EXERCISE:
Type every record exactly as it appears.

DATA RECORDS:
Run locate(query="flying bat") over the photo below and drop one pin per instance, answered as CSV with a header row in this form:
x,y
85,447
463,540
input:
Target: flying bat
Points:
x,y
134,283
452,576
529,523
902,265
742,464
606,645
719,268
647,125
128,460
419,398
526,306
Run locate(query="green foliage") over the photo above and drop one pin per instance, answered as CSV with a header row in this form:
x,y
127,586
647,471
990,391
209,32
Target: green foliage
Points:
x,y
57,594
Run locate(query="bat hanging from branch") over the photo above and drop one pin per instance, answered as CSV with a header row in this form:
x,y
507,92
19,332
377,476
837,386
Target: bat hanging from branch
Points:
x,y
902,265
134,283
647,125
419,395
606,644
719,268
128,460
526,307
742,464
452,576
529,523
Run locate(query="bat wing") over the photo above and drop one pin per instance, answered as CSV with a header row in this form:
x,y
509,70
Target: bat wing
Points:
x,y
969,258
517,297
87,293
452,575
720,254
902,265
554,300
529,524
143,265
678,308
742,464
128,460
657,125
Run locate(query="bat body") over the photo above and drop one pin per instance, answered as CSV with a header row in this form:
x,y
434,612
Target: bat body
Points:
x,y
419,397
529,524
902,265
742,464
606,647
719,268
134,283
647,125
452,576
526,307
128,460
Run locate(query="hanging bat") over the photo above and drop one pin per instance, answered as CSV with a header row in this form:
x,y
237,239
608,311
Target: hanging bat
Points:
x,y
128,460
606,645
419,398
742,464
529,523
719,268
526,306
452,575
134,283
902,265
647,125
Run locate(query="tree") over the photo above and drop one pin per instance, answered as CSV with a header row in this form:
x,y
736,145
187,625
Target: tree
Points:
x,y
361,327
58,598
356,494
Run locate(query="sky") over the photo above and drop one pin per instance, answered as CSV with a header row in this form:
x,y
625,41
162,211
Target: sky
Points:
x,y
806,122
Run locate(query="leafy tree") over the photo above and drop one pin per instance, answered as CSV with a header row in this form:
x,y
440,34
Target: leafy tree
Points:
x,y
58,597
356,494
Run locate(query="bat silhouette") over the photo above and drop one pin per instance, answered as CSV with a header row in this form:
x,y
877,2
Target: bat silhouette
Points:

RESULT:
Run locate(query="flying bat") over the photo below and drop one pin per instance, answered as CSV with a header row in this form:
x,y
85,447
463,540
input:
Target: flying bat
Points:
x,y
134,283
452,576
529,523
902,265
742,464
606,645
719,268
647,125
128,460
419,398
526,306
Run locate(query="green foliage") over the photo above and drop one pin per instance, answered as CSV with a header row in this form:
x,y
127,586
647,471
990,391
209,32
Target: green foliage
Points:
x,y
57,594
Run locate(query="bat hanging from branch") over the photo above and drop one pin per instance, answered as CSV with a header row in this form:
x,y
507,92
19,332
377,476
837,386
Target: bat hanging from branch
Points:
x,y
902,265
134,283
647,125
419,395
606,644
719,268
128,460
526,307
742,464
452,576
529,523
Run locate(query="bat wing") over the photo above and drop one pin per instance, answered as CSV with a header row in this form:
x,y
509,70
Target: bat wing
Points:
x,y
969,258
517,297
87,293
452,575
720,254
902,265
554,300
529,524
143,265
678,308
742,464
128,460
657,125
Run locate(query="bat body") over the photo above and drop one pin per instance, answered as CSV with a header row in this form:
x,y
434,612
Target: bat body
Points:
x,y
419,397
529,524
902,265
742,464
606,647
719,268
134,283
647,125
452,576
526,307
128,460
Run locate(query="hanging bat") over the photo above and drop one pin per instance, answered as CSV with a header row in this form:
x,y
237,239
608,311
Target: hanging bat
Points:
x,y
128,460
606,645
419,398
742,464
529,523
719,268
526,306
452,575
134,283
902,265
647,125
Run locate(query="tree") over the photo above and drop one pin per instance, answered as CSV with a header row in this form:
x,y
736,145
187,625
Target: tree
Points:
x,y
361,327
58,598
356,494
Run locate(query="sky") over the photo above and drop one pin per instance, answered as CSV with a header row in this form:
x,y
625,41
162,211
Target: sky
Points:
x,y
806,122
Run locate(query="leafy tree") over the photo above and drop one pin per instance, answered as CSV with a header row in this form:
x,y
440,34
Target: leafy tree
Points:
x,y
58,597
356,494
Run locate(query="bat silhouette") over the photo above and drop one pin per instance, answered as CSV with a header row in this form:
x,y
877,2
Target: bat silhouette
Points:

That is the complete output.